◆ TASK TO CARRY OUT ◆
The entries below are to be written out again without alteration.

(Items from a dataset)
****************************************

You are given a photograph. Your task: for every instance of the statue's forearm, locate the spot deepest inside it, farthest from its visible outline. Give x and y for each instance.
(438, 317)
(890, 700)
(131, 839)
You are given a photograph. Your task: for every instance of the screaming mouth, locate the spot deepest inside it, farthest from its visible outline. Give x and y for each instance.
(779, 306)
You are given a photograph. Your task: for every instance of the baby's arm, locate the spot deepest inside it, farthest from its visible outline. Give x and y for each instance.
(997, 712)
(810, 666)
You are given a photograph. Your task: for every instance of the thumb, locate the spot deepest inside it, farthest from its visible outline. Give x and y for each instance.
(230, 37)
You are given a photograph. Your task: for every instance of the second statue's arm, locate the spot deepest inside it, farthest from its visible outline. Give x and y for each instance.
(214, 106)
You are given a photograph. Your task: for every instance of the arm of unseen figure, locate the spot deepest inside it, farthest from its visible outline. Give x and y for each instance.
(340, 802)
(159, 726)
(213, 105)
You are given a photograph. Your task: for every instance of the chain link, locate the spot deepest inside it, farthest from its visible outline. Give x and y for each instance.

****************************************

◆ RESPONSE AREA ◆
You are given a photograph. Your task: for every instance of the statue's forearm, locate the spot deepest inside it, farthest from its visible outline. Give x and y for each instance.
(438, 317)
(890, 700)
(131, 839)
You are given a photograph. Your task: for every instance of the screaming mouth, locate the spot deepest inside it, farthest from its visible outline. Give x and y for each instance.
(779, 306)
You are given a photograph. Your task: for every instance of the baby's arm, locate the spot deepest inside it, farthest from its visible outline. Give x and y for each instance.
(997, 712)
(810, 666)
You are given a photograph. Your task: for every instance of the thumb, locate the spot deepest inside it, farthest from its visible outline. Give x and y for each instance.
(230, 37)
You are given a photograph. Your task: for every instance of the second statue's arm, locate the spot deepest inside it, farthest from its visible outline. Give x and y for each instance.
(214, 106)
You are given a photograph. Your task: for every instance of the arm of unseen figure, locate the spot deepest inside it, farthest from its visible outline. Give x and y for each instance.
(340, 802)
(159, 726)
(213, 105)
You are given a photograph. Your task: for every instance of the chain link, locate the spot deepest inside it, farthest from its visible outline. Give x and y for each instance.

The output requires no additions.